-- TASK DIRECTIONS --
Could you express each line of the material below as a JSON list of strings, one string per line, with blank lines dropped and the pictures left out?

************

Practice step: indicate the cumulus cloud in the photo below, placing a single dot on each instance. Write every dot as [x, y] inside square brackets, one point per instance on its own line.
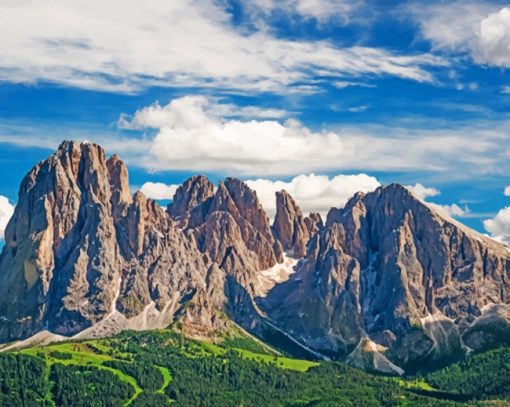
[158, 190]
[124, 46]
[479, 28]
[338, 10]
[313, 193]
[499, 226]
[194, 134]
[453, 210]
[423, 192]
[6, 212]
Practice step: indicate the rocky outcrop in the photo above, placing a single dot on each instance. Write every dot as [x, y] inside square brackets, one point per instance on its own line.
[79, 248]
[289, 226]
[191, 194]
[386, 283]
[389, 268]
[231, 229]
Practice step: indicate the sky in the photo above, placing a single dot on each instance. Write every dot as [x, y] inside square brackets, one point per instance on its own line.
[322, 98]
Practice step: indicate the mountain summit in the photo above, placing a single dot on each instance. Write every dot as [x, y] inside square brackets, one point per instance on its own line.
[387, 283]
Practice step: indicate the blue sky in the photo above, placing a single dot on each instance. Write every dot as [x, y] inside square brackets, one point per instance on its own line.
[360, 92]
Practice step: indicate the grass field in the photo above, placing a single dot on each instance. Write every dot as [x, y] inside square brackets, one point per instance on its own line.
[82, 355]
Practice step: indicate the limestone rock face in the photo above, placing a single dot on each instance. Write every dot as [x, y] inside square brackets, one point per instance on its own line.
[231, 229]
[386, 283]
[389, 268]
[79, 248]
[289, 225]
[192, 193]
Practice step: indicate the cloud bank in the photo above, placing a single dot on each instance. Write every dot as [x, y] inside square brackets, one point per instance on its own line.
[194, 133]
[313, 193]
[124, 46]
[481, 29]
[6, 212]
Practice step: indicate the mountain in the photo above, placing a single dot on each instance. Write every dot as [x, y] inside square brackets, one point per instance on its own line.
[386, 283]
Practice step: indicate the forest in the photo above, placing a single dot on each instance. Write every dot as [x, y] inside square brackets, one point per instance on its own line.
[162, 368]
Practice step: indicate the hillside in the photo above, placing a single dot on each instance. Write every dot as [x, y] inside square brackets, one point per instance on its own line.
[156, 368]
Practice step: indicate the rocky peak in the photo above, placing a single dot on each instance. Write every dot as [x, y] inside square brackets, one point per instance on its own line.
[289, 225]
[192, 193]
[389, 266]
[119, 185]
[79, 248]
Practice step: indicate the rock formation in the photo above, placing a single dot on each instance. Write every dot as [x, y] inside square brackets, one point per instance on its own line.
[389, 268]
[79, 248]
[387, 283]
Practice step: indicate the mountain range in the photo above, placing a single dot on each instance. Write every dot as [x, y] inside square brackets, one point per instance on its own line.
[385, 283]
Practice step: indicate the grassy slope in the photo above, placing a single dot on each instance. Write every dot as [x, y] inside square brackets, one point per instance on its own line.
[94, 353]
[82, 355]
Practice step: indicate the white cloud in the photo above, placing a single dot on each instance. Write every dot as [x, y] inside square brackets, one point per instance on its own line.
[124, 46]
[339, 10]
[347, 84]
[193, 136]
[452, 211]
[6, 212]
[479, 28]
[158, 190]
[499, 226]
[313, 193]
[423, 192]
[357, 109]
[186, 111]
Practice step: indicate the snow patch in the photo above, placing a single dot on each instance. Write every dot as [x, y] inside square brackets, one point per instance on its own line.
[277, 274]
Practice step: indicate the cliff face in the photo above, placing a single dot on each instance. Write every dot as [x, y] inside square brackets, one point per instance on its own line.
[387, 268]
[386, 282]
[79, 248]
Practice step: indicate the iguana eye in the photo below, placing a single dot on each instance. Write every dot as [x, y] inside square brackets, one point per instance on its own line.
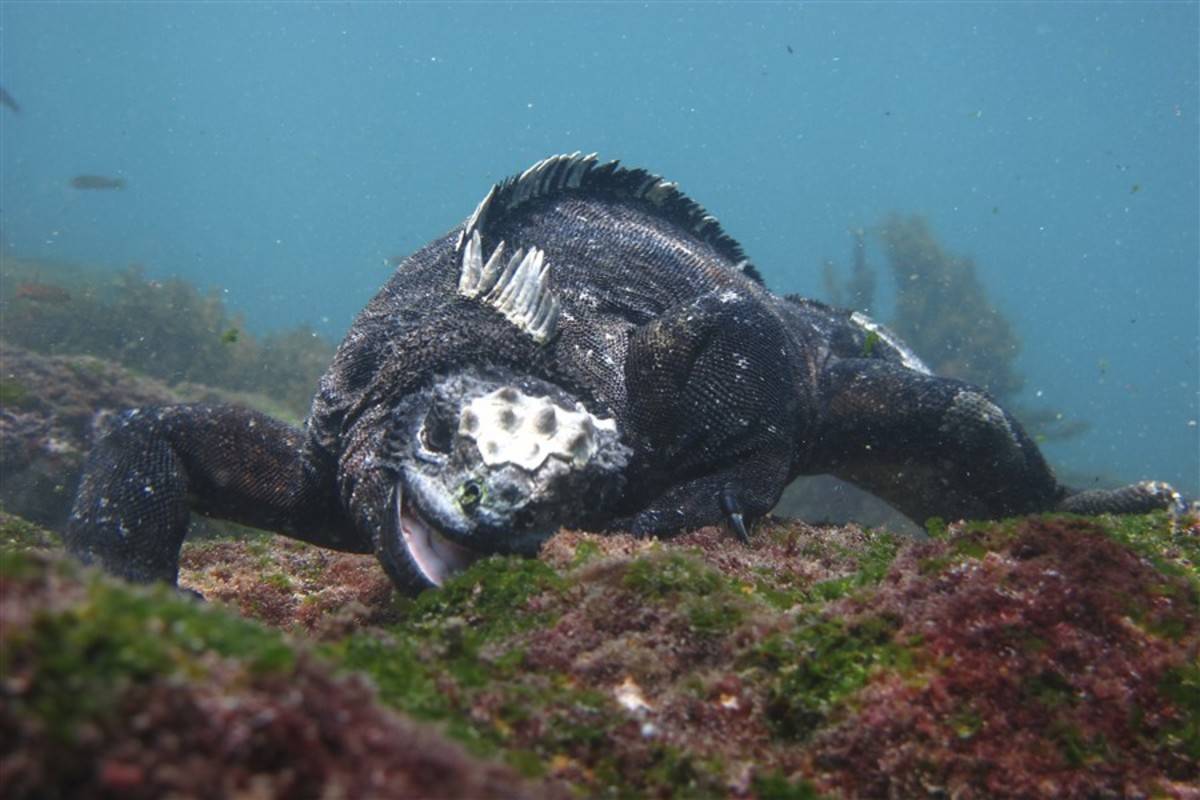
[469, 494]
[437, 434]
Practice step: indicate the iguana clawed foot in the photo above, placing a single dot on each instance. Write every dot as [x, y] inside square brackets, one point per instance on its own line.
[732, 511]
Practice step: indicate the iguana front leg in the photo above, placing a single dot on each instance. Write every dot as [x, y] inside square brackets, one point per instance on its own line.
[715, 409]
[154, 465]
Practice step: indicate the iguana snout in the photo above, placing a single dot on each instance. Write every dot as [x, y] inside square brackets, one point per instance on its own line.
[493, 463]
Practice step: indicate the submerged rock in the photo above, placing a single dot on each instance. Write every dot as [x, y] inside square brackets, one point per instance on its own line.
[1043, 656]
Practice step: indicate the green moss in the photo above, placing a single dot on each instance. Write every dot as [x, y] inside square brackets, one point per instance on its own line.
[1077, 749]
[1171, 548]
[1182, 734]
[660, 575]
[83, 656]
[13, 394]
[874, 560]
[774, 786]
[585, 552]
[17, 533]
[441, 643]
[810, 671]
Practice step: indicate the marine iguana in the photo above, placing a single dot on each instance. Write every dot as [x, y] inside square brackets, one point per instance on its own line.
[592, 349]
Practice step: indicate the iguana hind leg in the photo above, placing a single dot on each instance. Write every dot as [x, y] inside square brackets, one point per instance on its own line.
[154, 465]
[715, 408]
[928, 445]
[936, 446]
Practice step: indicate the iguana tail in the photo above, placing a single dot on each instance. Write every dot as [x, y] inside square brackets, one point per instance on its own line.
[1135, 498]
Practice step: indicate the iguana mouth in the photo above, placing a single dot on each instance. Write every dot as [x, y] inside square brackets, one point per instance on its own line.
[435, 555]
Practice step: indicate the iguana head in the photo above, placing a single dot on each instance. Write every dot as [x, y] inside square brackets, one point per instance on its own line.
[491, 463]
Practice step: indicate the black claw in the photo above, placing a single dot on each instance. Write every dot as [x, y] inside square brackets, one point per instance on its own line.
[732, 511]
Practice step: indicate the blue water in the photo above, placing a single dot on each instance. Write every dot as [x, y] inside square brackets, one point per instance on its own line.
[283, 151]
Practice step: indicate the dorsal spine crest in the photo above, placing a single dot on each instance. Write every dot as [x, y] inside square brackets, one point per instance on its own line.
[579, 173]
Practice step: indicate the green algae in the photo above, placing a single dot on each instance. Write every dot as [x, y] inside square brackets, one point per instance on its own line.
[441, 641]
[1182, 734]
[875, 560]
[19, 534]
[13, 394]
[462, 656]
[85, 654]
[813, 669]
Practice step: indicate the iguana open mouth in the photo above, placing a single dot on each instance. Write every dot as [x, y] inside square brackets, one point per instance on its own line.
[435, 555]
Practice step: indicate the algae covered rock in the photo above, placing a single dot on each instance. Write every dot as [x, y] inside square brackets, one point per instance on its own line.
[1043, 656]
[117, 691]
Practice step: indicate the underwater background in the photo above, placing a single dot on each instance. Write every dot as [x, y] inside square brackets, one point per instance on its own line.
[281, 154]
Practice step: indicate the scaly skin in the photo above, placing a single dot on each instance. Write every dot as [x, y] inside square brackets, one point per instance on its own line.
[588, 348]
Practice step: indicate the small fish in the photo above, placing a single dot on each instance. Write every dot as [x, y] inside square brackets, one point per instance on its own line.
[46, 293]
[97, 181]
[9, 102]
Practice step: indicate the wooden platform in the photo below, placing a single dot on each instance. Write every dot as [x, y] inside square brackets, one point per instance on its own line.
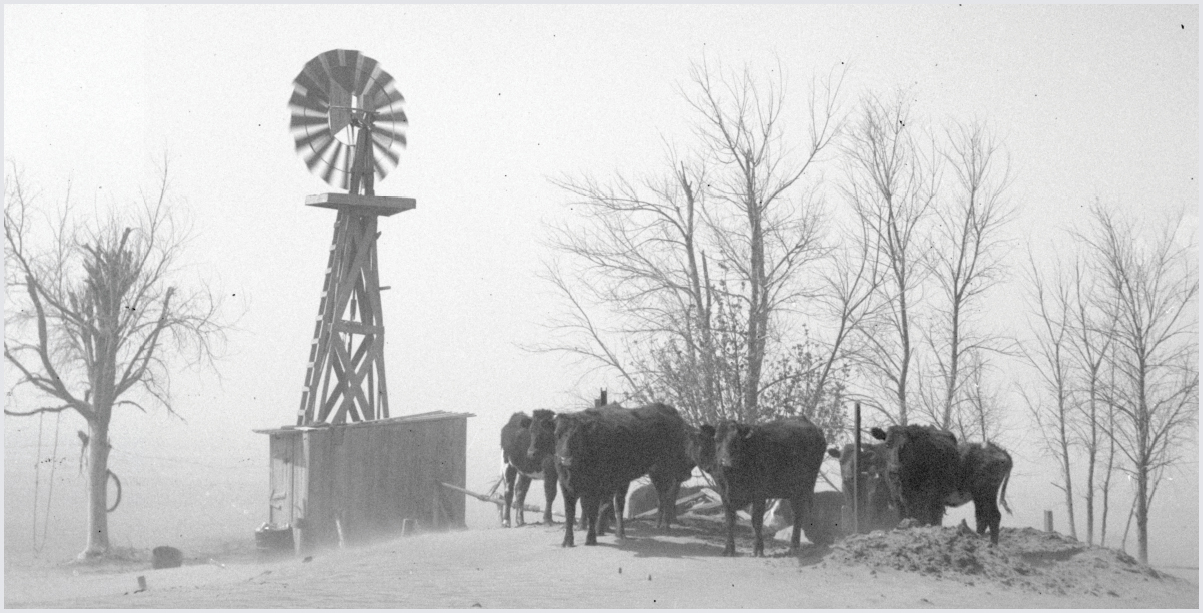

************

-- FINISHED ANSWER --
[
  "Practice step: indicate the cumulus cloud in the photo below, placing a single dot on each instance. Write every dot as [x, y] inside square brackets, one point per instance on its own line.",
  "[158, 190]",
  "[124, 46]",
  "[479, 28]",
  "[338, 10]",
  "[313, 193]",
  "[499, 226]",
  "[194, 134]",
  "[453, 210]",
  "[423, 192]",
  "[6, 212]",
  "Practice step: indicate the rocky outcrop in the photo above, placing a single dot on each instance. Write every dot as [x, y] inside square brackets, one point per instance on its own line.",
  "[79, 248]",
  "[289, 226]",
  "[191, 194]",
  "[386, 283]",
  "[389, 268]",
  "[231, 229]",
  "Practice step: indicate the sky in the photo above, placing a single dot on each instance. Write every dot as [x, y] inside square brackets, one point per instance on its own line.",
  "[322, 98]",
  "Practice step: indicate the mountain summit in the photo above, placing a single dot on each instance. Write every dot as [x, y] inside square brackets, one point per instance on its own line.",
  "[387, 283]",
  "Practice step: indicate the blue sky in the photo above, placing a single dot on each instance. Write every dot as [x, y] inside square brackets, one point per instance on its own line.",
  "[360, 92]",
  "Practice step: indicate the grass field in the photo above, placing a single dot on each instance. Write every dot as [x, y] inside square brackets, one point per instance on its own line.",
  "[82, 355]",
  "Practice step: indicate the limestone rock face in the photo above, placing a single dot on each instance. Write every dot as [x, y] inside square brackets, one point per instance on its own line.",
  "[231, 229]",
  "[386, 283]",
  "[389, 268]",
  "[79, 248]",
  "[289, 225]",
  "[192, 193]",
  "Practice step: indicate the cloud bank in the photo above, placing a single dot on each instance. Write every dot as [x, y] inside square brackets, one point per instance on its own line.",
  "[194, 133]",
  "[313, 193]",
  "[124, 46]",
  "[481, 29]",
  "[6, 212]",
  "Practice step: indicate the mountain in the photo above, placing a single dot on each instance. Write every dot as [x, y] inside square brackets, one point per instance on its own line.",
  "[386, 283]",
  "Practice step: indicate the forest in the photo above, placing a single dot on each instance. Write every dot as [x, y] inside square brackets, one point per instance on its own line.",
  "[162, 368]",
  "Practice step: indicate the hillside in the photo above, placing a single dot on each instance. Write every dot as [x, y] inside square brackets, one point per instance on its own line.",
  "[156, 368]",
  "Practice step: indicate the rocky peak in the photo above, placing a single dot on each instance. Write every dot as [x, y] inside square brackets, one point per instance on its own line.",
  "[289, 225]",
  "[192, 193]",
  "[389, 266]",
  "[119, 185]",
  "[79, 248]",
  "Practice step: indicate the rock formation in the photo above, placing a single dot on each instance. Write every dot as [x, y] inside square brackets, one point per instance on its own line.",
  "[389, 268]",
  "[79, 248]",
  "[387, 283]",
  "Practice step: indicate the mountain range in the photo above, placing a single dot on each instance. Write every dot as [x, y] inside square brackets, one point per instance on its own line.",
  "[385, 283]",
  "Practice step: indicate the grassy slope in the photo above, placing a single dot on each instance. Write every dot as [x, y] inside square brackets, one point per instance on its own line.",
  "[94, 353]",
  "[82, 355]",
  "Practice step: indicate the white cloud in the photo above, placing a single dot on each instance. Write every dot as [x, y] inside square brackets, one point per instance on its own line.",
  "[124, 46]",
  "[339, 10]",
  "[347, 84]",
  "[193, 136]",
  "[452, 211]",
  "[6, 212]",
  "[479, 28]",
  "[158, 190]",
  "[499, 226]",
  "[313, 193]",
  "[423, 192]",
  "[357, 109]",
  "[186, 111]",
  "Practice step: indicate the snow patch in the photo above, placing a single dot on each instance. Write every dot as [x, y] inside square brackets, one point per instance on its own line.",
  "[277, 274]",
  "Practice step: indicate the cliff face in the photo above, placing a single dot on each instance. Write every dot as [x, y] inside square brackets, one point per instance on its own line.",
  "[387, 268]",
  "[386, 282]",
  "[79, 248]",
  "Practice step: indicate the iguana eye in the photo below, placing a single dot on each instance. Write every dot as [x, y] inside square brackets, one point per instance on its own line.",
  "[469, 494]",
  "[437, 434]",
  "Practice step: indicate the iguana clawed foot in the photo above, placing a single dot on each instance. Write every dot as [x, y] inside square brackets, one point per instance on its own line.",
  "[732, 511]",
  "Practice step: indicate the iguana front leg in the photo above, placing a single dot on each instance. Write every dot as [x, y] inside square brackets, one point per instance on its own line.",
  "[715, 409]",
  "[154, 465]",
  "Practice step: indicate the iguana snout in the photo above, placing a single dot on each instance. Write every dot as [x, y] inside square brackets, one point per instance on its own line.",
  "[493, 463]",
  "Practice step: indicate the submerged rock in the photo above, placing a single dot on each instance. Write every dot as [x, y] inside square brackets, one point per instance on its own line.",
  "[1043, 656]",
  "Practice step: indicate the green moss in the photo above, placing a single dot on each instance. Write every dot as [x, y] inside square brackets, one point per instance on its own line.",
  "[1077, 749]",
  "[1171, 548]",
  "[1182, 734]",
  "[660, 575]",
  "[83, 656]",
  "[13, 394]",
  "[874, 560]",
  "[774, 786]",
  "[585, 552]",
  "[17, 533]",
  "[441, 643]",
  "[810, 671]",
  "Practice step: indicate the marine iguana in the photo above, placing a single dot on each instance. Write every dot as [x, y] inside square brackets, one point per instance on its own line.",
  "[592, 349]",
  "Practice step: indicate the iguana hind leg in the photo above, placing a single dot on each instance. Write every dot as [x, y] inside square brackets, one point per instance on its own line.",
  "[154, 465]",
  "[715, 408]",
  "[928, 445]",
  "[936, 446]",
  "Practice step: indicate the iguana tail in the photo above, placing a single dot on each instance. Write every dot as [x, y] inside square brackets, one point per instance on its own line.",
  "[1135, 498]",
  "Practice step: indicate the iguana mouth in the photo above, placing a single dot on each instance. Write every dot as [x, y] inside square brackets, one point per instance on its own line.",
  "[435, 555]",
  "Practice step: indicate the iguana head in the photo above, placing a single dot on each instance. Write every dot as [x, y] inside square brackets, one point per instance on its own line.",
  "[491, 463]",
  "Practice step: indicate the black claw in the photo above, placing a single dot on each instance. Write every dot as [x, y] inside square brackets, one point per instance on its own line.",
  "[732, 511]",
  "Practice step: indicate the blue water in the photo above, placing a single dot on each instance. Write every dot as [x, y] inside square brackets, one point per instance on its own line.",
  "[283, 151]",
  "Practice step: indicate the dorsal spine crest in the photo above, placing a single dot on each instance. Write every dot as [x, y] inside square brackets, one point per instance on its own line.",
  "[579, 173]",
  "Practice step: indicate the green algae in the photo above, placing a single dot on each instance. Write every dot as [x, y] inside square brackets, one point per instance on its own line.",
  "[441, 641]",
  "[1182, 734]",
  "[875, 560]",
  "[19, 534]",
  "[13, 394]",
  "[462, 656]",
  "[85, 654]",
  "[813, 669]",
  "Practice step: indicate the iguana open mouth in the photo above, placing a single dot on each instance. Write every dot as [x, y] inside square brackets, one point per instance on its own line.",
  "[435, 555]",
  "Practice step: indicate the algae covered rock in the photo above, placing a single dot on each instance. Write every dot as [x, y] inside square brackets, one point per instance on its own line.",
  "[1043, 656]",
  "[117, 691]",
  "Practice step: indicate the underwater background in the photo above, placing a single dot on each instance. Write every dot as [x, y] inside square brackets, one point per instance on its own line.",
  "[281, 154]",
  "Practice step: indicate the scaly skin in the photo above, placing a single dot on each instance. Write every dot as [x, y] inside square brackets, one point per instance on its own line.",
  "[588, 348]",
  "Practice step: indicate the small fish in the photo above, placing a single dot on each instance. Write every dot as [x, y] inside square brackets, one point per instance on its own line.",
  "[46, 293]",
  "[97, 181]",
  "[9, 102]",
  "Practice step: indicate the wooden platform in the photo below, placing a single dot on each instance. Write every dot as [x, y] inside square brackets, one point per instance on its own line."
]